■ **Text segment**:
►

By the end of 2018, a kilogram will no longer exist as we know it, with our standard units of measurement finally scheduled to get a much-needed upgrade for the first time in more than 50 years.
Under the new proposal, all seven basic units of measurement - including the second, the kilogram, and the metre - will be defined by constant properties of nature, such as the speed of light, rather than by a value thought up by a bunch of scientists. And it's going to make the world a whole lot more accurate.
So what does that mean, exactly? While most of us simply think of a kilogram as 1,000 grams, or 2.2 pounds, the reality is actually a lot more complicated than that.
Right now, the mass of a kilogram is defined by a single physical object - a solid chunk of 90 percent platinum and 10 percent iridium that's sitting in a vault in France, known as the International Prototype Kilogram (IPK), or 'Le Grand K' (a replica is pictured above).
There are replicas around the world, but if you want to get specific about it, for something to weigh 1 kilogram, it has to weigh exactly the same amount as that one piece of metal in Paris.
And the IPK isn't even constant. Despite how well-guarded it is, it's subject to lose or gain atoms over time - just like any physical object - and the IPK seems to have become slightly heavier over the years due to surface contamination.
Researchers aren't too happy about that, because a lot of scientific assumptions are based on the mass of a kilo staying the same, and of the seven International System (SI) - or metric system - units currently in play, it's the only one that's still defined by a physical object.
But that's finally about to change, with the International Committee for Weight and Measurements proposing new formal definitions for the SI base units, which are scheduled to be rolled out at the 26th General Conference on Weights and Measures towards the end of 2018.
The last major overhaul of the metric system was in 1960, so it's been a long time coming.
As a refresher, the seven base units of measurement are:
- candela (the base unit of luminosity)
Every one of these except the kilogram is already defined by a natural phenomenon (the metre was the last to be defined a physical metre bar, which changed in 1960) but four units will be getting an upgrade, and the other three will be tweaked under the new proposal.
Most dramatically, the kilogram will no longer be defined by the IPK.
The hold up has been that, in order for researchers to formally redefine the kilo, they had to agree on the value of something called Planck's constant, which relates to a particle's energy compared to its frequency.

◄

■ **Material supplied**:
►

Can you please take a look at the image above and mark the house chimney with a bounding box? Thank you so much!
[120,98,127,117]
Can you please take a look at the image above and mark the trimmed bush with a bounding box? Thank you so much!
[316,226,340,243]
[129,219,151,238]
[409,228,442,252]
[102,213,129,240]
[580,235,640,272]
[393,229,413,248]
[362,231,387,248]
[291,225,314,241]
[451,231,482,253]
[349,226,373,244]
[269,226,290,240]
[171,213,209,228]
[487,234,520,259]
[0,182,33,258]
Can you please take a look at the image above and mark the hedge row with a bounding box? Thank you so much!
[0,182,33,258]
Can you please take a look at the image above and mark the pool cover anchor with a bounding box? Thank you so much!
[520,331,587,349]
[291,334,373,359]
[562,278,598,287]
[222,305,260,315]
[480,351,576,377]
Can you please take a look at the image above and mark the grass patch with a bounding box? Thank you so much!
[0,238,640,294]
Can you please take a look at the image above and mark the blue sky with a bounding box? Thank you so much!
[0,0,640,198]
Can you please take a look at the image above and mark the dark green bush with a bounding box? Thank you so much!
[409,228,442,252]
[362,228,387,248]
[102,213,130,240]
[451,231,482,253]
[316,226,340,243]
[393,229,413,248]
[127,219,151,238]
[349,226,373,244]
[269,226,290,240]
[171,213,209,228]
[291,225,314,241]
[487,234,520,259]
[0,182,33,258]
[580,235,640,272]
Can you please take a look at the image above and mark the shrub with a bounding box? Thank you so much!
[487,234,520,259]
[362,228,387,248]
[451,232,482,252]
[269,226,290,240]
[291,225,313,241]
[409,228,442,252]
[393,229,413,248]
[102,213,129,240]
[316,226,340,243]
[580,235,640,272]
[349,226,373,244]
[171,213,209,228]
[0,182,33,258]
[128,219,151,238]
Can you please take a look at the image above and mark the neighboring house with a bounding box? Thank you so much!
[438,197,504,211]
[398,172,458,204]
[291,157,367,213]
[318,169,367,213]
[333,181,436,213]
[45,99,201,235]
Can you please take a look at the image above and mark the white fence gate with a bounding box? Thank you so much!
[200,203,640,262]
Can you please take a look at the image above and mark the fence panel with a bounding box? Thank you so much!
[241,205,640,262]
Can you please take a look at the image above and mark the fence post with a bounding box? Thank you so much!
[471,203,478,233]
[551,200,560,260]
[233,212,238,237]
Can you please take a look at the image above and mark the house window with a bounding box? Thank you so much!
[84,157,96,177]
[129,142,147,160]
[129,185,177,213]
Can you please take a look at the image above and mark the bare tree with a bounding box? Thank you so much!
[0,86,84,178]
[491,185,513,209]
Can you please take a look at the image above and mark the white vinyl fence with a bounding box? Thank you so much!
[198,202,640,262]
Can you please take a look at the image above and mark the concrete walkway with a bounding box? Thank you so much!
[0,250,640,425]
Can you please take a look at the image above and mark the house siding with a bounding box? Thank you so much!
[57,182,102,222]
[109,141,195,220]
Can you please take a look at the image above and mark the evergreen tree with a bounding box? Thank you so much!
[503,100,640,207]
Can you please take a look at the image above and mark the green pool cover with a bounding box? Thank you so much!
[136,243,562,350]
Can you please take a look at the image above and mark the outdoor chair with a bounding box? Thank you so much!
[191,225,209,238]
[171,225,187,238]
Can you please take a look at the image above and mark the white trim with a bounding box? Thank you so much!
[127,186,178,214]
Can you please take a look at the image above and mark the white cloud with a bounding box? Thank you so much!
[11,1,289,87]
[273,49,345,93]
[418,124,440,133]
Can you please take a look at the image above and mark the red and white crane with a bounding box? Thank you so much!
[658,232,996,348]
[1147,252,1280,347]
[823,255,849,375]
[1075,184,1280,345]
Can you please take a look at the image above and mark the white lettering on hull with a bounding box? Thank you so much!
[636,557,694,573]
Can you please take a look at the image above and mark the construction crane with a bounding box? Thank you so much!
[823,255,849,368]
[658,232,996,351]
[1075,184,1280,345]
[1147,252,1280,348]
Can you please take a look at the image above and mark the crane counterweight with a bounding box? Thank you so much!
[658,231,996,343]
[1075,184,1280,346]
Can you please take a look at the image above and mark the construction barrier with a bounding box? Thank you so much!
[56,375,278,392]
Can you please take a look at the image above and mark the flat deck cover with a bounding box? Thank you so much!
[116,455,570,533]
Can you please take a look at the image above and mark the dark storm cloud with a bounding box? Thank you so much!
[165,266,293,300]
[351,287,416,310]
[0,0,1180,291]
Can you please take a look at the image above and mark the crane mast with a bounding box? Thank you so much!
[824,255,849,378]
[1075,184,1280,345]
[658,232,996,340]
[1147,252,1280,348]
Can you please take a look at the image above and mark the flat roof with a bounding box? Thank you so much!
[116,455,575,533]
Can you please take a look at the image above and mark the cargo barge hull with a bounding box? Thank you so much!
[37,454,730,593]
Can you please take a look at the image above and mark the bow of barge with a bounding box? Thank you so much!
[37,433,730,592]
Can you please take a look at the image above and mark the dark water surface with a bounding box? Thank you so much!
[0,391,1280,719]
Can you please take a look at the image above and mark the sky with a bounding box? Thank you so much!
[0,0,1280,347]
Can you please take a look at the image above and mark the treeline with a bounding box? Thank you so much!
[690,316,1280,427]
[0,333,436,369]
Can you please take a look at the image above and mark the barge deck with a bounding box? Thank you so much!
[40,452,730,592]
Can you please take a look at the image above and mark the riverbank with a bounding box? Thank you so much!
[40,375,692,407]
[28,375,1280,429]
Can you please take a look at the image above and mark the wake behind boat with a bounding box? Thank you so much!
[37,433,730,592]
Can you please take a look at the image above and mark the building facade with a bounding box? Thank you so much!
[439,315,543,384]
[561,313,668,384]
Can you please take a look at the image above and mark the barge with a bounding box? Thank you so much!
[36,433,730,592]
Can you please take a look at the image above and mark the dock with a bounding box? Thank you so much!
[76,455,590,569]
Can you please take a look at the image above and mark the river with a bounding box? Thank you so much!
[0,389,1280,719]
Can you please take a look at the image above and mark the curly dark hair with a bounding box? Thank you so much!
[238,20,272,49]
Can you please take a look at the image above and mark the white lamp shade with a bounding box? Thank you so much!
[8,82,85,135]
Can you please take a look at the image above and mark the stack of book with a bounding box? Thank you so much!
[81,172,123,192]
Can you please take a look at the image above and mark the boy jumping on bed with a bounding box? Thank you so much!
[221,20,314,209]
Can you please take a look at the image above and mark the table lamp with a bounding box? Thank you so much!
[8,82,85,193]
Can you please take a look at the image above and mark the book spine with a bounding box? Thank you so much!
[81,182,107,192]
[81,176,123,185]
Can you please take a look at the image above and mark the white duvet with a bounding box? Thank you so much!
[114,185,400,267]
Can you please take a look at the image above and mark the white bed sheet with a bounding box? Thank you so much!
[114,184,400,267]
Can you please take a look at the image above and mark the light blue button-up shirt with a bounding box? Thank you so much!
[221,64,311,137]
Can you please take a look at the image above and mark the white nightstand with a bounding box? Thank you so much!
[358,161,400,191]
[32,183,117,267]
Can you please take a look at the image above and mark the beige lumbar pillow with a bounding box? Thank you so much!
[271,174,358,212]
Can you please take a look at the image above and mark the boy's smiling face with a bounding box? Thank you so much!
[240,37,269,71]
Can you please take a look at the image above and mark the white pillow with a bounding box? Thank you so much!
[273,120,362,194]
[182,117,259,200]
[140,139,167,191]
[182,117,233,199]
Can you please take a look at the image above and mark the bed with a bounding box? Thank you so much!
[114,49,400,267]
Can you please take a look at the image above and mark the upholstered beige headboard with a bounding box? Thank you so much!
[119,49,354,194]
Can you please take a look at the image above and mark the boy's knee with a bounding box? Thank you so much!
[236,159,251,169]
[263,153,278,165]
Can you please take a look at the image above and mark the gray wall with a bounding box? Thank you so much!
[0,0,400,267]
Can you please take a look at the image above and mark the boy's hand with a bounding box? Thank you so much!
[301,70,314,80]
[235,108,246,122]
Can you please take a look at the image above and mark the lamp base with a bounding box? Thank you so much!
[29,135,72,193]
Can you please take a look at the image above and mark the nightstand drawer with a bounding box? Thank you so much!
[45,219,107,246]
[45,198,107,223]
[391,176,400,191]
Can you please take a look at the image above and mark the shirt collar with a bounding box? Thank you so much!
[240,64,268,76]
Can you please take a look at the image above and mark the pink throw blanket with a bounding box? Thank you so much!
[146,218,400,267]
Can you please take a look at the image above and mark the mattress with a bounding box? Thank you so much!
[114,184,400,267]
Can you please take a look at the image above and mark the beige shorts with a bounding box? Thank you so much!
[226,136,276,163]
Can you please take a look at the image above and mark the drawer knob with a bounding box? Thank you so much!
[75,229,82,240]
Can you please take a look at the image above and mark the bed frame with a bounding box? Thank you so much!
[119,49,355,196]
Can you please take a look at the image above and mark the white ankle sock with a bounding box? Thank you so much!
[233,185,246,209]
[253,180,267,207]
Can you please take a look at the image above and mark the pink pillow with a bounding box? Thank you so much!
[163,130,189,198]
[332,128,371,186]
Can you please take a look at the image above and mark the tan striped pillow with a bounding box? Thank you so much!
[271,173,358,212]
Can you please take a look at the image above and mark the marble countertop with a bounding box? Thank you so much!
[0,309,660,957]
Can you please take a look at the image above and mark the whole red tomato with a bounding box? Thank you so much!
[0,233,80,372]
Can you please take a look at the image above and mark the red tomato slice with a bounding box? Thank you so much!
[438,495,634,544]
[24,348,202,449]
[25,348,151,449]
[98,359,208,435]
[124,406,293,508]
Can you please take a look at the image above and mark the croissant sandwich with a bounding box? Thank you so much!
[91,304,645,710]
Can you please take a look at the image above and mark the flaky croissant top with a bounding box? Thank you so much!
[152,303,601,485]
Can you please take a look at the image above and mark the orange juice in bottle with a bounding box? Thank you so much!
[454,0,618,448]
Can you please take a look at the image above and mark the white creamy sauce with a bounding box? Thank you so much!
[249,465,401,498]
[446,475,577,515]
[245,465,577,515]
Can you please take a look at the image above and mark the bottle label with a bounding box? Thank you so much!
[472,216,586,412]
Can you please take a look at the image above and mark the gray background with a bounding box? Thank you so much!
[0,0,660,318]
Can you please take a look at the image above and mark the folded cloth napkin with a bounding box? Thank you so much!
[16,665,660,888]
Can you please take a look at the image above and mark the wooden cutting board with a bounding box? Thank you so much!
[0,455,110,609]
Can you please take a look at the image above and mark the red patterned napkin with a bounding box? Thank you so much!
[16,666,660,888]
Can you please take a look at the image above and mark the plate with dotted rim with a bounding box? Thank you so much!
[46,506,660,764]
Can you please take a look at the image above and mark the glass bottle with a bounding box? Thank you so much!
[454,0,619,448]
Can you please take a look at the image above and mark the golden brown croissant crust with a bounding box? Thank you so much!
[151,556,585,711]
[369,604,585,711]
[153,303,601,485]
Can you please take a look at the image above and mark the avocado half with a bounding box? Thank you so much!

◄

■ **Written exercise**:
Can you write out, word for word, the stretch of the kilogram article above from "But that's finally" through "end of 2018."?

■ **Exercise solution**:
But that's finally about to change, with the International Committee for Weight and Measurements proposing new formal definitions for the SI base units, which are scheduled to be rolled out at the 26th General Conference on Weights and Measures towards the end of 2018.